§ **DATA FOR THIS EXERCISE**
>>>

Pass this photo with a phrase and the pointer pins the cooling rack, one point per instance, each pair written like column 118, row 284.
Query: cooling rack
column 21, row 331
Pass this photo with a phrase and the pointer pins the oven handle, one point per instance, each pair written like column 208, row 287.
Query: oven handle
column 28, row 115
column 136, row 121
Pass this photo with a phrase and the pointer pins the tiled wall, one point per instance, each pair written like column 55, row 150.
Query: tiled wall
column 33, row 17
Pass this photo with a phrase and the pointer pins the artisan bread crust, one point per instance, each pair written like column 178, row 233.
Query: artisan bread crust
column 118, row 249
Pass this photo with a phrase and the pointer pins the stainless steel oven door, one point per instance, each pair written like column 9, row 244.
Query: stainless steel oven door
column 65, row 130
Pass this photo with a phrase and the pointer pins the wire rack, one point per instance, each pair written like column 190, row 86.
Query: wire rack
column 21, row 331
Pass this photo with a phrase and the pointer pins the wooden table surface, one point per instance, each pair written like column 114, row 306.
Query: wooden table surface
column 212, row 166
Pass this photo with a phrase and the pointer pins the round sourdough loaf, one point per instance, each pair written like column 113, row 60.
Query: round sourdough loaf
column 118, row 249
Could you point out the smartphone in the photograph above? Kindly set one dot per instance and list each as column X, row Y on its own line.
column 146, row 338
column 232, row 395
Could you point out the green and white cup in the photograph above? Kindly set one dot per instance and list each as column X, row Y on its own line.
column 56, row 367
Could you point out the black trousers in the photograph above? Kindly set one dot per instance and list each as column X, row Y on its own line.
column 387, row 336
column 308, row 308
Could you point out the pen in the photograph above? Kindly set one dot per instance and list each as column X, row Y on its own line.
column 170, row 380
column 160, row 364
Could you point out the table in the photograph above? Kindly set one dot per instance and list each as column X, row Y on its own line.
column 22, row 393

<<<

§ **WHAT IS NEEDED**
Restate the material word for word, keeping every line intact.

§ **RESPONSE TO THE EXERCISE**
Pass this photo with a phrase and the pointer pins the cooling rack, one point per instance, each pair written like column 118, row 284.
Query: cooling rack
column 21, row 331
Pass this photo with a phrase and the pointer pins the oven handle, one point per instance, each pair written like column 208, row 287.
Query: oven handle
column 28, row 115
column 136, row 121
Pass this photo with a phrase and the pointer pins the tiled wall, one point per instance, each pair written like column 55, row 150.
Query: tiled wall
column 33, row 17
Pass this photo with a phrase and the pointer pins the artisan bread crust, one point per instance, each pair written like column 178, row 233.
Query: artisan bread crust
column 118, row 249
Pass this photo with a phrase and the pointer pins the stainless steel oven door, one point per instance, each pair written like column 9, row 244.
Query: stainless steel oven door
column 65, row 130
Pass this photo with a phrase and the pointer pins the wire rack, one point per instance, each pair written like column 190, row 86.
Query: wire rack
column 21, row 331
Pass this photo with a phrase and the pointer pins the wooden table surface, one point per instance, each pair written like column 114, row 306.
Query: wooden table surface
column 212, row 166
Pass this photo with a phrase and the pointer pins the round sourdough loaf, one point per instance, each pair written like column 113, row 60.
Query: round sourdough loaf
column 118, row 249
Could you point out the smartphone in the photograph above? Kindly set one dot per instance and list each as column X, row Y on its own line.
column 146, row 338
column 232, row 395
Could you point out the green and white cup in the photograph above? Kindly set one dot per instance and list each as column X, row Y on its own line.
column 56, row 367
Could you point out the black trousers in the photograph above? Kindly set one dot per instance and list each as column X, row Y on its own line.
column 387, row 336
column 308, row 308
Could you point out the pen in the photograph above? Kindly set one dot per instance and list each as column X, row Y on its own line.
column 170, row 380
column 160, row 364
Could you point out the table in the photograph above? Kindly set one dot per instance and list each as column X, row Y on its own line.
column 22, row 393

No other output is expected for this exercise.